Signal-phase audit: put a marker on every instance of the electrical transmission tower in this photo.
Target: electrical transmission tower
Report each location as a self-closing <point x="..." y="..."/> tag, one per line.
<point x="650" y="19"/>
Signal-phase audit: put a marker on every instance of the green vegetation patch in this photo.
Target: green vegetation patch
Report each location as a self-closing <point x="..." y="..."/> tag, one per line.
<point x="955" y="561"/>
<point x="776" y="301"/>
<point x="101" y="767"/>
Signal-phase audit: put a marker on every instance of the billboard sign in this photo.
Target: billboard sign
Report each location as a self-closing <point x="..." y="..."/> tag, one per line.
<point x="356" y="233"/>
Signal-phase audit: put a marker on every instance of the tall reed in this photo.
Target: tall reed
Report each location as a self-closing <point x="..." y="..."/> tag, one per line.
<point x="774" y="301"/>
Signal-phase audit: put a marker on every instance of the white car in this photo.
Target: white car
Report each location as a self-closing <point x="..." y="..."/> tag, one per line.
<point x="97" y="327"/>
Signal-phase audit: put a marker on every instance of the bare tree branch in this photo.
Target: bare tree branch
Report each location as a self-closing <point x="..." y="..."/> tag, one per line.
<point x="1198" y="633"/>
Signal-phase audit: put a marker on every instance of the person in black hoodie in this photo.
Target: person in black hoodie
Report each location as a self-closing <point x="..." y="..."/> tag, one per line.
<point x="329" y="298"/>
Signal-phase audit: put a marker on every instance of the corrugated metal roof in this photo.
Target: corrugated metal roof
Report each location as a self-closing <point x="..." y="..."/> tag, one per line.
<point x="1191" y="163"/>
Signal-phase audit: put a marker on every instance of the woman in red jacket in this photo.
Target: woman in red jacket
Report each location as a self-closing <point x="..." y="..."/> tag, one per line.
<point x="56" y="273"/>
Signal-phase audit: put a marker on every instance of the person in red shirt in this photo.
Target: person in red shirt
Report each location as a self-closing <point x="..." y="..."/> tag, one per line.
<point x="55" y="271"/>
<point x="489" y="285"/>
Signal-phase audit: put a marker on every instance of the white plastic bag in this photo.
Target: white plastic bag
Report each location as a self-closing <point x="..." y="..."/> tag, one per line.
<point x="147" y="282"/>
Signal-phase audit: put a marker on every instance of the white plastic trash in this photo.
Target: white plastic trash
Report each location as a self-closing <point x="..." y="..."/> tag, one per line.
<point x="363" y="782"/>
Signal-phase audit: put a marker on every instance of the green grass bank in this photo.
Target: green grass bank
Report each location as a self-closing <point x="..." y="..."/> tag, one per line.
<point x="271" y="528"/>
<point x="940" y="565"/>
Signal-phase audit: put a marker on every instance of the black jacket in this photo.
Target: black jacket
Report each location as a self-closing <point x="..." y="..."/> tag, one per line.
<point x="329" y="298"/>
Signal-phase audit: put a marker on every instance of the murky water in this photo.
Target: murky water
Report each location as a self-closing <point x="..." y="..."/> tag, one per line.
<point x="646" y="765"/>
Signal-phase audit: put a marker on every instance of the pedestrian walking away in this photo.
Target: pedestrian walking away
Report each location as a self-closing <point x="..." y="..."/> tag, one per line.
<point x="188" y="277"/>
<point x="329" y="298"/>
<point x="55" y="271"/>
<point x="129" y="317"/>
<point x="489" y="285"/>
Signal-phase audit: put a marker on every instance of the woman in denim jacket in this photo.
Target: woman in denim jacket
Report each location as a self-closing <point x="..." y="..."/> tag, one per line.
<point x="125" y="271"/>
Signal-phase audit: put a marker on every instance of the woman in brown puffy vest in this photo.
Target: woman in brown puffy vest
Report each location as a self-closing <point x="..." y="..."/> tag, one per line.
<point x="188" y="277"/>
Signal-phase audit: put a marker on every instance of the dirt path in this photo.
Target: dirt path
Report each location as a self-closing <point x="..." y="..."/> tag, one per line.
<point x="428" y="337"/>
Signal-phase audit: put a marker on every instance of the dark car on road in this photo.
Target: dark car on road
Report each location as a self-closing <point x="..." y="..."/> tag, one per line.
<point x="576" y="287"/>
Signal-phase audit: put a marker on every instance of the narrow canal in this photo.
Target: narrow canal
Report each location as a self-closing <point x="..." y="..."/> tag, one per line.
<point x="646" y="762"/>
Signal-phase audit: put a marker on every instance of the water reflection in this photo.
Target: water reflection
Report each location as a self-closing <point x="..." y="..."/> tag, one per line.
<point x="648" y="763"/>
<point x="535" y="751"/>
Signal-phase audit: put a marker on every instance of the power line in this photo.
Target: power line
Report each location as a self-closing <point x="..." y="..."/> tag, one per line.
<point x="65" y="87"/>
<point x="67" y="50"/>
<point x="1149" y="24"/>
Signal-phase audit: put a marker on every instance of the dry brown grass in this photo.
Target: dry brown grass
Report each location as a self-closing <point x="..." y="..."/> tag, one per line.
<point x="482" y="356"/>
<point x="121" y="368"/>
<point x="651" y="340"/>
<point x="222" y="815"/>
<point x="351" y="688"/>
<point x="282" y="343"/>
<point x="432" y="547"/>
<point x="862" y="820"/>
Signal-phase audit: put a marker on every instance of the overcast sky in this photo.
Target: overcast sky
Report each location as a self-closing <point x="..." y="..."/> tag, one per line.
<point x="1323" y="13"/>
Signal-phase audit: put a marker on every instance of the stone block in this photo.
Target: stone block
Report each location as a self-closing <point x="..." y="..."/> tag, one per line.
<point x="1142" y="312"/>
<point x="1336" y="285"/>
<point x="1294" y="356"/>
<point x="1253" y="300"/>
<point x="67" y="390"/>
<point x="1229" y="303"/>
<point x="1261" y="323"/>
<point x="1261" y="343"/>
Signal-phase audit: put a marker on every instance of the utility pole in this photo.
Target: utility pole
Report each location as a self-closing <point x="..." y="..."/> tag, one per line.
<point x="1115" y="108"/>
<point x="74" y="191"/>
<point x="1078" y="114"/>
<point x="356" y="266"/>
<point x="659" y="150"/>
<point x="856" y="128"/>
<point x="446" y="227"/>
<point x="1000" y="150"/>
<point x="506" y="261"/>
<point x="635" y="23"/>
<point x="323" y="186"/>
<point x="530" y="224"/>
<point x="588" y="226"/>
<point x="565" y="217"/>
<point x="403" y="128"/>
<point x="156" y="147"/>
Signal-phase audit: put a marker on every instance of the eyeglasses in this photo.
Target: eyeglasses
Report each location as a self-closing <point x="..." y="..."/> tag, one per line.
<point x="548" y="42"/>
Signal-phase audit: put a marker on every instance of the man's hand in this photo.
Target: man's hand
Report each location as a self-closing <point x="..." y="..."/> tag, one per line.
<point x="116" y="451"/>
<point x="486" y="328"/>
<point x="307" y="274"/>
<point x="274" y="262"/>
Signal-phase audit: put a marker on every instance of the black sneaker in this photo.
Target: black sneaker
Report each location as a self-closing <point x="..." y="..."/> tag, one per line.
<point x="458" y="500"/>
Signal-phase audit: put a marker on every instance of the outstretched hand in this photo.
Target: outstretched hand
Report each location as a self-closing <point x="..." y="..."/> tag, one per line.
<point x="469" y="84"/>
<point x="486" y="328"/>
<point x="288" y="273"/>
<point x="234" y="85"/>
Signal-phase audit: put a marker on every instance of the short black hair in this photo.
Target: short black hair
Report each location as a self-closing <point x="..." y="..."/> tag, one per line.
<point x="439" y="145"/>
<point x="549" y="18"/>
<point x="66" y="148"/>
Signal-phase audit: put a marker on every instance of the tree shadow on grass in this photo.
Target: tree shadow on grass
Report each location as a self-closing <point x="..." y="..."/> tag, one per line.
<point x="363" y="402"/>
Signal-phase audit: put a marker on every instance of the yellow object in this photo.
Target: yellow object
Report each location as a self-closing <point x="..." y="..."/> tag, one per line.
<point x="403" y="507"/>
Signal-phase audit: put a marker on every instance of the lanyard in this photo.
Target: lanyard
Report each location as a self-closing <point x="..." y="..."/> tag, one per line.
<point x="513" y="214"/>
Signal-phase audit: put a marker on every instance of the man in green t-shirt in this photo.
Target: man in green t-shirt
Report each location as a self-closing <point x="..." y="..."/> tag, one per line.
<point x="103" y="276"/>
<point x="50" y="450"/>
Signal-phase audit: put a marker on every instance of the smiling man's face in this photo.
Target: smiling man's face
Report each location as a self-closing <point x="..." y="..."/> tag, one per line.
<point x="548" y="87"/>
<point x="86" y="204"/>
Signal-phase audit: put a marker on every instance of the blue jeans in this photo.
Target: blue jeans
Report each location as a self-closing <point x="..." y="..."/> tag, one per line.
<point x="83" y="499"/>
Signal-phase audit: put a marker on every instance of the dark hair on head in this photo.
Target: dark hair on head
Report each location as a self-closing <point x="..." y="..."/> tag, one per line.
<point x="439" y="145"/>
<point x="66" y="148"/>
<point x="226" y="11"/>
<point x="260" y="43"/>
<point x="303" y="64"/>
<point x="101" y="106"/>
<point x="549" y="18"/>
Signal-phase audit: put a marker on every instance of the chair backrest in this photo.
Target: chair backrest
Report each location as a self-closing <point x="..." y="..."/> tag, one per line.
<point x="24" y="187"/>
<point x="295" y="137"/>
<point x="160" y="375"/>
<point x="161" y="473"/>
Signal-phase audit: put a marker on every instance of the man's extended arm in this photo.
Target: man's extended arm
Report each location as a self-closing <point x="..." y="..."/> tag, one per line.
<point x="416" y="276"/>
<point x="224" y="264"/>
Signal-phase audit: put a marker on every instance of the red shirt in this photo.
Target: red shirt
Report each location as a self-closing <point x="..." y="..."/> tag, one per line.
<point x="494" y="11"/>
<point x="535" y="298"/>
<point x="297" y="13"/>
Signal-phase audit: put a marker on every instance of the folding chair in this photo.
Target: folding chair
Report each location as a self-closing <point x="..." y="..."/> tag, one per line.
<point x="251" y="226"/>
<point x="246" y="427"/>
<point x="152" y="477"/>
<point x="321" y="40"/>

--

Repeat word for word the lines running from the line containing "arm in this photo." to the end of the entries above, inclusive.

Signal-phase audit: put a marker on every instance of the man's extended arm in this photo.
Target: man's extended arm
Report each location as a self-closing <point x="..." y="..."/> tag, one per line.
<point x="416" y="276"/>
<point x="224" y="264"/>
Signal-phase audit: put a marker on every instance of the red shirt in this photo.
Target: red shirt
Report each location as a self-closing <point x="..." y="..."/> tag, one per line.
<point x="494" y="11"/>
<point x="535" y="298"/>
<point x="297" y="13"/>
Signal-phase audit: put a marker on every instance of the folding chair in this photo.
Target: folding chair
Report each location as a self-closing <point x="..." y="..."/> tag, one per line.
<point x="251" y="226"/>
<point x="246" y="427"/>
<point x="152" y="477"/>
<point x="321" y="40"/>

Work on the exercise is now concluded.